··· TEXTO MOSTRADO

Pongo este testimonio porque,
hablando también con su familia, en estos momentos lo más duro es el no poder
estar con ella. El no poder acompañarnos físicamente. El tener que dejar morir
a alguien en la soledad y, al mismo tiempo, no poder tener el consuelo de un
abrazo, de un beso, de una caricia.
Es, probablemente, más
difícil y más duro eso que ninguna otra cosa. La menciono a ella, pero soy
consciente de cuántos cientos o miles de familias, solamente en España, están
viviendo la misma situación. Y yo quisiera que ofreciéramos la Misa por todos
ellos, para que les supliquemos al Señor, por intercesión de San José, custodio
de la Iglesia, custodio de la Sagrada Familia, que esta plaga, de la que no
buscamos culpables, no destruya más vidas, no destruya nuestra humanidad. Yo me
acordaba también esta mañana que decía el Señor: “Si tuvierais fe como un grano
de mostaza, podríais decirle a esta montaña échate al mar”. Señor, está claro
que no tengo la fe como un grano de mostaza, pero hay en el pueblo cristiano
muchas personas que tienen esa fe. Oremos. Oremos juntos. PidámosLe, no
simplemente el cese de la plaga y no simplemente el que a nosotros no nos
toque, o que no toque a nuestros seres queridos, que también eso hay que
pedirlo, pero pidámosLe también si nos toca, lo que se puede aprender en una
situación de éstas.

······
··· LISTA DE FILAS

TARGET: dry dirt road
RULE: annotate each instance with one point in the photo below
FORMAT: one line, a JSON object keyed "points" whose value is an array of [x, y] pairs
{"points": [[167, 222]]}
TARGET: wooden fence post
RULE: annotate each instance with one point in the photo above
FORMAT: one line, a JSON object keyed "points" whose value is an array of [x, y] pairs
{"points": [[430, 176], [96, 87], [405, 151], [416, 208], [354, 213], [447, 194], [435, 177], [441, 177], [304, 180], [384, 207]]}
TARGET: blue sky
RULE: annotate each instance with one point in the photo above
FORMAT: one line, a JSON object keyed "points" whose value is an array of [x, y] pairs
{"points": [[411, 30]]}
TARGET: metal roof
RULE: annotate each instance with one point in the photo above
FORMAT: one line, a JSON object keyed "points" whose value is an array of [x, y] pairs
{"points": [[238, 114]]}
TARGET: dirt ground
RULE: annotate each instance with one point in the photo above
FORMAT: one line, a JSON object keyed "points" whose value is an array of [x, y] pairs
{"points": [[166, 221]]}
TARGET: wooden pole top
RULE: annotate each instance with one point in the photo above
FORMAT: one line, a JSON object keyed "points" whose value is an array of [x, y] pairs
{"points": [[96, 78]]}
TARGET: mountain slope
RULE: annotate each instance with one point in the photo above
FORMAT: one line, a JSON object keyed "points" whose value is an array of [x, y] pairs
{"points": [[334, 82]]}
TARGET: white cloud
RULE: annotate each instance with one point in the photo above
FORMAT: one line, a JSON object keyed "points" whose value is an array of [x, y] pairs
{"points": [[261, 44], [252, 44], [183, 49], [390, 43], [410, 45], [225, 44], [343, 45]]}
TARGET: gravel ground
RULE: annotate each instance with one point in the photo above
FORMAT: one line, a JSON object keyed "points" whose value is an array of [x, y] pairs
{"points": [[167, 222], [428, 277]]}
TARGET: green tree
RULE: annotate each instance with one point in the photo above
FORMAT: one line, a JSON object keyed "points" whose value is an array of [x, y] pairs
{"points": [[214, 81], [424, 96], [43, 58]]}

······

### TAREAS ESCRITAS
a. Enumera los gestos de consuelo que, según el texto mostrado, no se pueden tener al dejar morir a alguien en la soledad.
b. Convierte en una lista JSON de cadenas las líneas de las filas, desde la línea que contiene "TARGET: blue sky" hasta el final de las filas, ambas incluidas, con una cadena por línea y sin líneas en blanco.

### RESPUESTAS
a.
- Un abrazo
- Un beso
- Una caricia

b.
[
  "TARGET: blue sky",
  "RULE: annotate each instance with one point in the photo above",
  "FORMAT: one line, a JSON object keyed \"points\" whose value is an array of [x, y] pairs",
  "{\"points\": [[411, 30]]}",
  "TARGET: metal roof",
  "RULE: annotate each instance with one point in the photo above",
  "FORMAT: one line, a JSON object keyed \"points\" whose value is an array of [x, y] pairs",
  "{\"points\": [[238, 114]]}",
  "TARGET: dirt ground",
  "RULE: annotate each instance with one point in the photo above",
  "FORMAT: one line, a JSON object keyed \"points\" whose value is an array of [x, y] pairs",
  "{\"points\": [[166, 221]]}",
  "TARGET: wooden pole top",
  "RULE: annotate each instance with one point in the photo above",
  "FORMAT: one line, a JSON object keyed \"points\" whose value is an array of [x, y] pairs",
  "{\"points\": [[96, 78]]}",
  "TARGET: mountain slope",
  "RULE: annotate each instance with one point in the photo above",
  "FORMAT: one line, a JSON object keyed \"points\" whose value is an array of [x, y] pairs",
  "{\"points\": [[334, 82]]}",
  "TARGET: white cloud",
  "RULE: annotate each instance with one point in the photo above",
  "FORMAT: one line, a JSON object keyed \"points\" whose value is an array of [x, y] pairs",
  "{\"points\": [[261, 44], [252, 44], [183, 49], [390, 43], [410, 45], [225, 44], [343, 45]]}",
  "TARGET: gravel ground",
  "RULE: annotate each instance with one point in the photo above",
  "FORMAT: one line, a JSON object keyed \"points\" whose value is an array of [x, y] pairs",
  "{\"points\": [[167, 222], [428, 277]]}",
  "TARGET: green tree",
  "RULE: annotate each instance with one point in the photo above",
  "FORMAT: one line, a JSON object keyed \"points\" whose value is an array of [x, y] pairs",
  "{\"points\": [[214, 81], [424, 96], [43, 58]]}"
]